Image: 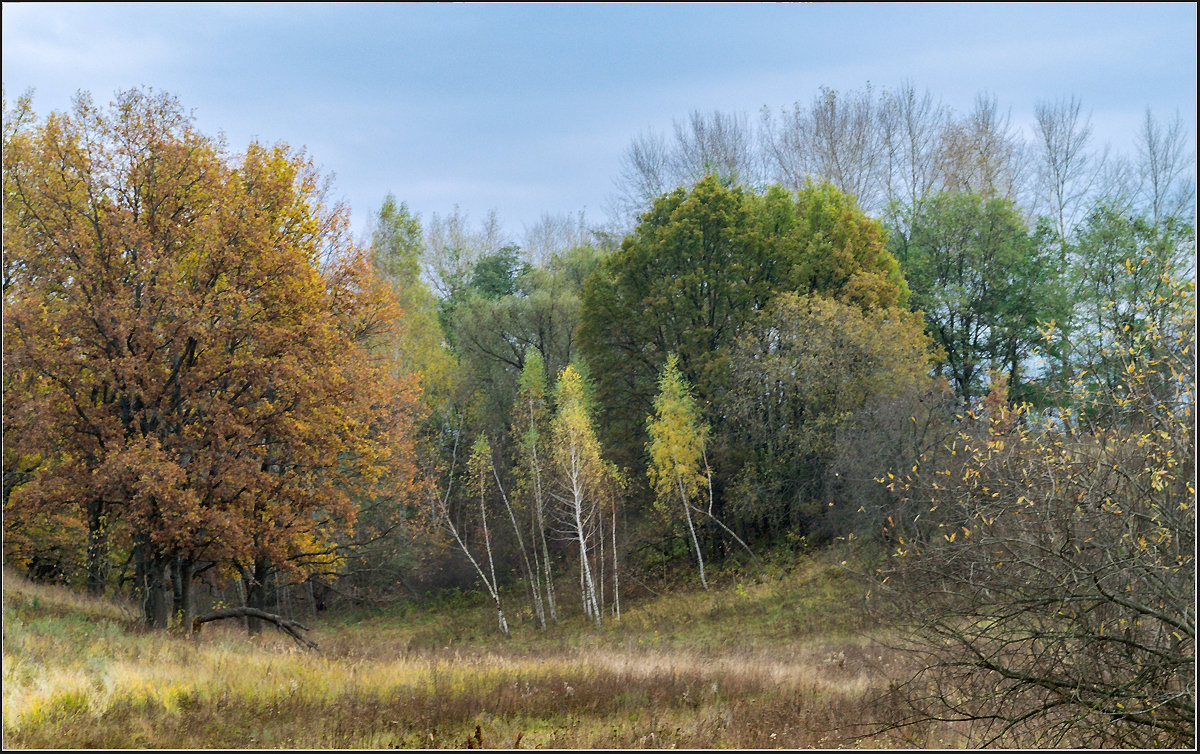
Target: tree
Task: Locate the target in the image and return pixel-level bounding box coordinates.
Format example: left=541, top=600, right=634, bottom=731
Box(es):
left=4, top=90, right=422, bottom=626
left=940, top=92, right=1026, bottom=204
left=371, top=193, right=452, bottom=402
left=512, top=349, right=558, bottom=627
left=612, top=110, right=761, bottom=229
left=725, top=293, right=934, bottom=537
left=877, top=273, right=1196, bottom=748
left=580, top=178, right=772, bottom=468
left=761, top=182, right=908, bottom=309
left=763, top=85, right=888, bottom=211
left=1055, top=202, right=1195, bottom=413
left=551, top=365, right=610, bottom=628
left=889, top=193, right=1064, bottom=401
left=1034, top=97, right=1100, bottom=244
left=646, top=353, right=713, bottom=590
left=1136, top=108, right=1196, bottom=226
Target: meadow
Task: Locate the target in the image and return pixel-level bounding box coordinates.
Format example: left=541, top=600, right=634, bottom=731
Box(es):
left=4, top=556, right=962, bottom=748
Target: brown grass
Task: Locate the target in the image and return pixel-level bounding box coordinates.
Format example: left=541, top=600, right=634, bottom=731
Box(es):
left=4, top=559, right=961, bottom=748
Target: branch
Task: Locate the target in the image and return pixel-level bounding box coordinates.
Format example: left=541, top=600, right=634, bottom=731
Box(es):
left=192, top=608, right=317, bottom=650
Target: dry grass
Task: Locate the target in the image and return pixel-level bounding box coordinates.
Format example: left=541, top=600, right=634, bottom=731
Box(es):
left=4, top=566, right=961, bottom=748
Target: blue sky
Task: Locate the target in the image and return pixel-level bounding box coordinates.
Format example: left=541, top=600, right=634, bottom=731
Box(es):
left=4, top=2, right=1196, bottom=239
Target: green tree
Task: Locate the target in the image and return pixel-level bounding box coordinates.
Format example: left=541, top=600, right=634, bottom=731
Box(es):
left=726, top=293, right=935, bottom=537
left=1048, top=203, right=1195, bottom=413
left=580, top=178, right=772, bottom=477
left=890, top=193, right=1066, bottom=402
left=646, top=353, right=712, bottom=590
left=580, top=178, right=906, bottom=497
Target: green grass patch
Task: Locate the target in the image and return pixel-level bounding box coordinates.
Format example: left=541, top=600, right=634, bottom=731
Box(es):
left=4, top=556, right=948, bottom=748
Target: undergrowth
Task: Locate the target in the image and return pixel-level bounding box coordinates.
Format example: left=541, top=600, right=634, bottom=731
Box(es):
left=4, top=549, right=961, bottom=748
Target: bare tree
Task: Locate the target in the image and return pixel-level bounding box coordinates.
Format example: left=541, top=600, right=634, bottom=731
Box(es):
left=421, top=205, right=511, bottom=299
left=1034, top=96, right=1103, bottom=243
left=612, top=110, right=762, bottom=225
left=762, top=85, right=888, bottom=213
left=521, top=210, right=594, bottom=267
left=671, top=110, right=758, bottom=189
left=1136, top=108, right=1196, bottom=226
left=881, top=82, right=949, bottom=211
left=940, top=92, right=1027, bottom=207
left=880, top=281, right=1196, bottom=748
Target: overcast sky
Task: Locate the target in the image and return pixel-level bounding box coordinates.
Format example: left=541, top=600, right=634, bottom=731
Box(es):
left=4, top=2, right=1196, bottom=240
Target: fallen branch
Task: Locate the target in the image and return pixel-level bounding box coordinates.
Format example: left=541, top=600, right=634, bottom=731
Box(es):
left=192, top=608, right=317, bottom=650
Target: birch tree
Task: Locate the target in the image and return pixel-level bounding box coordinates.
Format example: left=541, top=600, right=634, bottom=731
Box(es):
left=512, top=348, right=558, bottom=626
left=646, top=353, right=708, bottom=590
left=551, top=365, right=606, bottom=628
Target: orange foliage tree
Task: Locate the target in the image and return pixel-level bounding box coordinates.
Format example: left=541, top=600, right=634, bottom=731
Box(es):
left=4, top=90, right=419, bottom=626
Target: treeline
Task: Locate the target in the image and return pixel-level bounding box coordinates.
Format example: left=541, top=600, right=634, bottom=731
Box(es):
left=4, top=85, right=1194, bottom=667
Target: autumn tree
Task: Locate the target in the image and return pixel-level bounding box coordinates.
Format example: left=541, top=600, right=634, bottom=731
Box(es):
left=725, top=293, right=935, bottom=538
left=876, top=273, right=1196, bottom=748
left=512, top=349, right=558, bottom=626
left=889, top=193, right=1066, bottom=401
left=4, top=90, right=422, bottom=626
left=646, top=353, right=712, bottom=590
left=550, top=365, right=611, bottom=627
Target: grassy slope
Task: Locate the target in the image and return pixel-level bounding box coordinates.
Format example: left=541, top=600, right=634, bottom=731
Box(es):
left=4, top=558, right=955, bottom=748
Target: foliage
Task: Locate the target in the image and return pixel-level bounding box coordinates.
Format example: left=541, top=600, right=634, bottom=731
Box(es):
left=727, top=294, right=934, bottom=535
left=890, top=193, right=1066, bottom=402
left=580, top=176, right=906, bottom=482
left=882, top=273, right=1196, bottom=748
left=551, top=365, right=612, bottom=627
left=646, top=353, right=712, bottom=588
left=761, top=182, right=908, bottom=309
left=1049, top=203, right=1195, bottom=414
left=4, top=90, right=427, bottom=624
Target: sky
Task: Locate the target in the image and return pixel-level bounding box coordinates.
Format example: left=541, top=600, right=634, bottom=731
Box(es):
left=2, top=2, right=1196, bottom=240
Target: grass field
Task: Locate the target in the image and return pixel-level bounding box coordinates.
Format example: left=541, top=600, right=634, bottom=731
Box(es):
left=4, top=556, right=962, bottom=748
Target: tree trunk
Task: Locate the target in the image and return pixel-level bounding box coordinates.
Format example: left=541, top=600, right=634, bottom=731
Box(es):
left=88, top=501, right=108, bottom=596
left=145, top=557, right=175, bottom=628
left=191, top=608, right=317, bottom=650
left=179, top=558, right=196, bottom=632
left=242, top=558, right=270, bottom=636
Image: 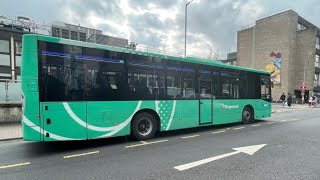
......
Rewrite all of the data above, changing "Format example" to "Sample format" wherever it occurs and leaving everything else unchanged. Leave the picture lines out of your answer.

Image: 
Target: tree
Task: Locate the target in the image and return pixel-level bounding box coordinates.
Sample format: left=541, top=600, right=634, bottom=731
Box(es):
left=4, top=90, right=422, bottom=626
left=940, top=92, right=1026, bottom=204
left=371, top=193, right=452, bottom=402
left=512, top=349, right=558, bottom=627
left=612, top=110, right=761, bottom=229
left=725, top=293, right=934, bottom=537
left=877, top=273, right=1196, bottom=748
left=580, top=178, right=772, bottom=468
left=761, top=182, right=908, bottom=309
left=763, top=85, right=888, bottom=211
left=1055, top=202, right=1195, bottom=413
left=551, top=365, right=610, bottom=628
left=889, top=193, right=1064, bottom=401
left=1034, top=97, right=1100, bottom=244
left=646, top=353, right=713, bottom=590
left=1136, top=108, right=1196, bottom=226
Target: meadow
Task: Locate the target in the image and return pixel-level bounding box coordinates.
Sample format: left=541, top=600, right=634, bottom=731
Box(es):
left=4, top=556, right=962, bottom=748
Target: brown grass
Task: Locate the target in the image and return pixel-level bounding box coordinates.
Sample format: left=541, top=600, right=634, bottom=731
Box(es):
left=4, top=559, right=961, bottom=748
Target: branch
Task: Locate the target in the image and return pixel-level bounding box coordinates.
Sample format: left=541, top=600, right=634, bottom=731
Box(es):
left=192, top=608, right=317, bottom=650
Target: dry grass
Task: Locate the target in the image and return pixel-level bounding box coordinates.
Sample format: left=541, top=600, right=634, bottom=731
Box(es):
left=4, top=566, right=961, bottom=748
Target: blue sky
Task: Locate the target in the image and return pixel-level bounding box coordinates.
Sample format: left=541, top=600, right=634, bottom=731
Box(es):
left=4, top=2, right=1196, bottom=239
Target: green tree
Task: Locate the target in the image and return pixel-level bounding box coordinates.
Sample format: left=541, top=600, right=634, bottom=731
Box(es):
left=726, top=293, right=935, bottom=537
left=1048, top=203, right=1195, bottom=413
left=580, top=178, right=772, bottom=477
left=890, top=193, right=1066, bottom=402
left=646, top=353, right=712, bottom=590
left=580, top=178, right=906, bottom=497
Target: green grass patch
Task: Locate the target in the image and return pixel-level bounding box coordinates.
Sample format: left=541, top=600, right=634, bottom=731
Box(es):
left=4, top=556, right=948, bottom=748
Target: undergrowth
Task: Locate the target in the image and return pixel-level bounding box coordinates.
Sample format: left=541, top=600, right=634, bottom=731
Box(es):
left=4, top=549, right=961, bottom=748
Target: bare tree
Task: Locate the target in the image and return pixel-level bounding box coordinates.
Sample format: left=541, top=600, right=634, bottom=731
Box(es):
left=421, top=205, right=511, bottom=299
left=1034, top=96, right=1103, bottom=243
left=612, top=110, right=762, bottom=225
left=762, top=85, right=888, bottom=213
left=521, top=210, right=594, bottom=267
left=671, top=110, right=758, bottom=189
left=1136, top=108, right=1196, bottom=226
left=881, top=82, right=949, bottom=211
left=940, top=92, right=1027, bottom=207
left=880, top=281, right=1196, bottom=748
Target: overcast sky
Task: Locate the target in the image and return pixel-level bounding box coordinates.
Sample format: left=541, top=600, right=634, bottom=731
Box(es):
left=4, top=2, right=1196, bottom=240
Target: fallen branch
Task: Locate the target in the image and return pixel-level bounding box coordinates.
Sample format: left=541, top=600, right=634, bottom=731
Box(es):
left=192, top=608, right=317, bottom=650
Target: birch tree
Task: Locate the target in the image and return pixel-level bounding box coordinates.
Sample format: left=541, top=600, right=634, bottom=731
Box(es):
left=512, top=348, right=558, bottom=626
left=646, top=353, right=708, bottom=590
left=551, top=365, right=606, bottom=628
Target: orange foliage tree
Task: Locate the target in the image and return pixel-level bounding box coordinates.
Sample format: left=541, top=600, right=634, bottom=731
Box(es):
left=4, top=90, right=419, bottom=626
Target: treeline
Task: Locate the target in the image and return pixel-level bounding box coordinates.
Sample format: left=541, top=600, right=634, bottom=731
Box(es):
left=4, top=85, right=1194, bottom=667
Target: autumn tree
Task: Locate the target in the image and return pixel-level bounding box coordinates.
Sample format: left=541, top=600, right=634, bottom=731
Box(es):
left=725, top=293, right=935, bottom=538
left=876, top=273, right=1196, bottom=748
left=512, top=349, right=558, bottom=626
left=889, top=193, right=1066, bottom=401
left=4, top=90, right=422, bottom=626
left=646, top=353, right=712, bottom=590
left=550, top=365, right=611, bottom=627
Target: grassy slope
Task: Locate the target in the image and return pixel-level bounding box coordinates.
Sample format: left=541, top=600, right=634, bottom=731
Box(es):
left=4, top=558, right=955, bottom=748
Target: foliage
Task: Locate the target in the image and return pixel-level bounding box coordinates.
Sample format: left=541, top=600, right=634, bottom=731
Box(es):
left=727, top=294, right=934, bottom=535
left=890, top=193, right=1066, bottom=402
left=580, top=176, right=906, bottom=482
left=882, top=273, right=1196, bottom=748
left=551, top=365, right=612, bottom=627
left=646, top=353, right=712, bottom=588
left=761, top=182, right=908, bottom=309
left=1049, top=203, right=1195, bottom=414
left=4, top=90, right=427, bottom=624
Target: sky
Task: Locate the target in the image and return pixel-level bounding box coordinates.
Sample format: left=541, top=600, right=634, bottom=731
Box(es):
left=2, top=2, right=1196, bottom=240
Target: grass field
Task: Locate the target in the image and return pixel-level bounding box coordinates.
Sample format: left=541, top=600, right=634, bottom=731
Box(es):
left=4, top=556, right=962, bottom=748
Target: tree trunk
Task: Locate the target in the image and return pixel-level bounding box coordinates.
Sample format: left=541, top=600, right=634, bottom=731
Box(es):
left=88, top=501, right=108, bottom=596
left=145, top=557, right=175, bottom=628
left=191, top=608, right=317, bottom=650
left=179, top=558, right=196, bottom=632
left=242, top=558, right=270, bottom=636
Image: 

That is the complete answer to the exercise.